Problem to work on
Please output all of the data below as a numbered list, leaving out any blank lines.

— BEGIN The data —

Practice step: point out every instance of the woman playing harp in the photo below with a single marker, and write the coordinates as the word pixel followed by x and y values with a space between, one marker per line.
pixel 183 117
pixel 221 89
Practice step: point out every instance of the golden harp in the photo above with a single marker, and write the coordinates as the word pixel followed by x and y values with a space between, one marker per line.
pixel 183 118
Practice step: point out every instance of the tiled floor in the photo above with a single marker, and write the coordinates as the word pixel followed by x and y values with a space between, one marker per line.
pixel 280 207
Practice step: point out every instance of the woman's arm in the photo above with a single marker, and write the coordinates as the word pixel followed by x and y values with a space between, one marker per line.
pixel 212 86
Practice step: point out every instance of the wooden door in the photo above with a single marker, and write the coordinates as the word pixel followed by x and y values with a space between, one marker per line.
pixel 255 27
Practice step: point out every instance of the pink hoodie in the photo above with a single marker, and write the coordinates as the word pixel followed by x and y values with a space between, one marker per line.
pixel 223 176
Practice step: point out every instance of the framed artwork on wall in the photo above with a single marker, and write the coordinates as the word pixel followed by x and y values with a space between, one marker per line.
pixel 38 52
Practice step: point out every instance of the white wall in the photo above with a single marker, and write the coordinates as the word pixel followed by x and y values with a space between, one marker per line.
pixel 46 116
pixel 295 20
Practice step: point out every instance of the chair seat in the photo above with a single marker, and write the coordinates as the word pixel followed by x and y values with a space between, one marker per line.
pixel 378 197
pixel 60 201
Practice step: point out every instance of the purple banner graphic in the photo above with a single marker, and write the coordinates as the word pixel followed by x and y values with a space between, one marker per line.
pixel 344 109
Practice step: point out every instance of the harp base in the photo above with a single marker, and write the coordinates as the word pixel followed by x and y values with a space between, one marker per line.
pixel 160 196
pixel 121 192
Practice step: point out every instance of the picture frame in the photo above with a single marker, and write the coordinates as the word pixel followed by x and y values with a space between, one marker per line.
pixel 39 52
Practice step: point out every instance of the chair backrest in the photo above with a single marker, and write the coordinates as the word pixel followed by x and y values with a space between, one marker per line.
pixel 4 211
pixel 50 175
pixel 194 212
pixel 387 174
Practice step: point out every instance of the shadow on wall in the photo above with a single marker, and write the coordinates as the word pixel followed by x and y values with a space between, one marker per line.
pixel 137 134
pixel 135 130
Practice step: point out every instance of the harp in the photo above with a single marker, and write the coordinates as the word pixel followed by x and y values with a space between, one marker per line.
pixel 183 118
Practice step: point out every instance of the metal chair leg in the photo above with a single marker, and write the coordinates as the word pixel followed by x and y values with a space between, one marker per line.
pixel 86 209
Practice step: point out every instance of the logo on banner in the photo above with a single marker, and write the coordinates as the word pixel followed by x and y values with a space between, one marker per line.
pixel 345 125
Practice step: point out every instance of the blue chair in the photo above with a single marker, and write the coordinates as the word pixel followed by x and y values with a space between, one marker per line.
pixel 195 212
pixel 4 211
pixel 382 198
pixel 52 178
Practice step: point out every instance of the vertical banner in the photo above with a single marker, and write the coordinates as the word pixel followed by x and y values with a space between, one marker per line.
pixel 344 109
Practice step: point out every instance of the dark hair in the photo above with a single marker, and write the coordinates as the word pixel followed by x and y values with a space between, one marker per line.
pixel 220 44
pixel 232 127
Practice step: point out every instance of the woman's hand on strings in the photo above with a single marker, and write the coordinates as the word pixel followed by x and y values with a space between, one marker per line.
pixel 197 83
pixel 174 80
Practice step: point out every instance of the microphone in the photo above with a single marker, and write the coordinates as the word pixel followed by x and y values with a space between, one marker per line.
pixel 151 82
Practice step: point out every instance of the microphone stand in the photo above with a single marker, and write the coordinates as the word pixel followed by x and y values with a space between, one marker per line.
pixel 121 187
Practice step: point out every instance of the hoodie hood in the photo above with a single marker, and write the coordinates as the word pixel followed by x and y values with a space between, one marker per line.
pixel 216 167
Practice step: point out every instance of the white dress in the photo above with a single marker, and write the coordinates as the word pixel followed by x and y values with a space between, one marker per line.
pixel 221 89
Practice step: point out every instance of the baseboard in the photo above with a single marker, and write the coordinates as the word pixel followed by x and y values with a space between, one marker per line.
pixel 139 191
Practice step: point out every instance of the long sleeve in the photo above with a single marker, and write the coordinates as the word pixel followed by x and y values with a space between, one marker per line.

— END The data —

Result of the exercise
1. Practice step: point out every instance of the woman playing harp in the photo below with a single marker, and write the coordinates as the word pixel followed by x and y values with a space between, one marker per line.
2. pixel 183 117
3. pixel 221 89
4. Practice step: point out every instance of the golden harp in the photo above with a single marker, and write the coordinates as the word pixel followed by x and y values with a space between, one marker per line.
5. pixel 183 118
6. Practice step: point out every instance of the tiled floor in the photo above with a single marker, and write the coordinates as the word pixel followed by x and y values with a space between, one marker per line.
7. pixel 280 207
8. Practice step: point out every instance of the woman's arm in the photo above with a single marker, and write the coordinates as the word pixel followed by x and y values with a space between, one marker per line.
9. pixel 212 86
10. Practice step: point out every instance of the wooden door in the photo above with a single marker, and write the coordinates as the word pixel followed by x and y values with a space between, one marker per line.
11. pixel 255 27
12. Practice step: point out every instance of the pink hoodie in the photo above with a single marker, and write the coordinates as the word pixel followed by x and y values with a space between, one marker per line.
13. pixel 223 176
14. Practice step: point out every instance of the framed artwork on wall in the photo above with a single marker, and write the coordinates as the word pixel followed by x and y values with a space between, one marker per line.
15. pixel 38 52
16. Practice step: point out every instance of the white wall in the photo above with a single marker, and write the coordinates as the word pixel followed by x and y values with a space between, one marker per line.
17. pixel 46 116
18. pixel 295 20
19. Practice step: point out every instance of the chair seat in the photo above with a single marker, and write the coordinates as the word pixel followed by x and y values with a space between, one marker per line.
20. pixel 378 197
21. pixel 60 201
22. Practice step: point out every instance of the purple banner graphic in the photo above with a single marker, and write the coordinates as the word pixel followed by x and y values with a space between, one marker per line.
23. pixel 344 109
24. Practice step: point out every instance of the harp base in the photo above with a single marker, and write the coordinates as the word pixel followed by x and y values with a space between, one marker per line.
25. pixel 160 196
26. pixel 121 192
27. Practice step: point out every instance of the picture frame in the photo above with a single marker, and write the coordinates as the word pixel followed by x and y values with a space between, one marker per line.
28. pixel 39 52
29. Practice step: point out every instance of the chair backrest in the photo above with a single marker, and write the coordinates as the word pixel followed by x and y values with a space between, one marker per line.
30. pixel 4 211
31. pixel 50 175
32. pixel 194 212
33. pixel 387 174
34. Practice step: point out every instance of the shadow on wall in the photo above with a single marker, and write the coordinates as the word pixel followed by x and y values with a space between, one marker per line.
35. pixel 137 134
36. pixel 135 130
37. Practice step: point out every instance of the harp in the photo above with a single marker, and write the coordinates as the word pixel followed by x and y values with a space between, one marker per line.
38. pixel 183 118
39. Practice step: point out every instance of the metal chair leg in the photo above with a single marker, and write the coordinates as the word pixel followed by x and y values with a space between, one marker per line.
40. pixel 86 209
41. Practice step: point out every instance of the logo on banner in the photo above with a single marker, and write the coordinates as the word pixel followed by x and y values with a space between, one marker per line.
42. pixel 345 125
43. Practice step: point out every instance of the blue chair in the photo above with a single marker, and write the coordinates as the word pixel followed by x and y values with a space between, one marker per line.
44. pixel 195 212
45. pixel 4 211
46. pixel 382 198
47. pixel 52 178
48. Practice step: point out every instance of the vertical banner in the photo above with a single marker, and write the coordinates as the word pixel followed by x and y values with a space between, one marker per line.
49. pixel 344 109
50. Practice step: point out every instance of the dark hair in the photo above with a single marker, and write the coordinates as the word pixel followed by x and y values with a space between, one marker per line.
51. pixel 220 44
52. pixel 232 127
53. Practice step: point out every instance of the woman's hand on strings in the photo above with a single marker, and write the coordinates as the word pixel followed by x and y values with a space between, one marker per line.
54. pixel 197 83
55. pixel 174 80
56. Practice step: point out every instance of the microphone in the photo above with a single marker, and write the coordinates as the word pixel followed by x and y values with a space between, one marker per line.
57. pixel 151 82
58. Practice step: point out every instance of the microphone stand in the photo above with a single marker, and write the coordinates as the word pixel followed by x and y values with a space between, one marker per line.
59. pixel 121 187
60. Practice step: point out every instance of the hoodie hood in the photo above with a single marker, and write the coordinates as the word pixel followed by x and y values with a space between, one marker per line.
61. pixel 216 167
62. Practice step: point out every instance of the white dress in the photo above with a single marker, and write the coordinates as the word pixel followed by x and y values with a space between, one marker per line.
63. pixel 221 89
64. Practice step: point out every instance of the baseboard in the photo above with a single marker, and write the coordinates as the word pixel followed by x and y values with a space between, one marker per line.
65. pixel 139 191
66. Practice step: point out every instance of the long sleeve in the photo above with a single marker, and write the coordinates as the word pixel followed by x and y values with a space between, one marker per line.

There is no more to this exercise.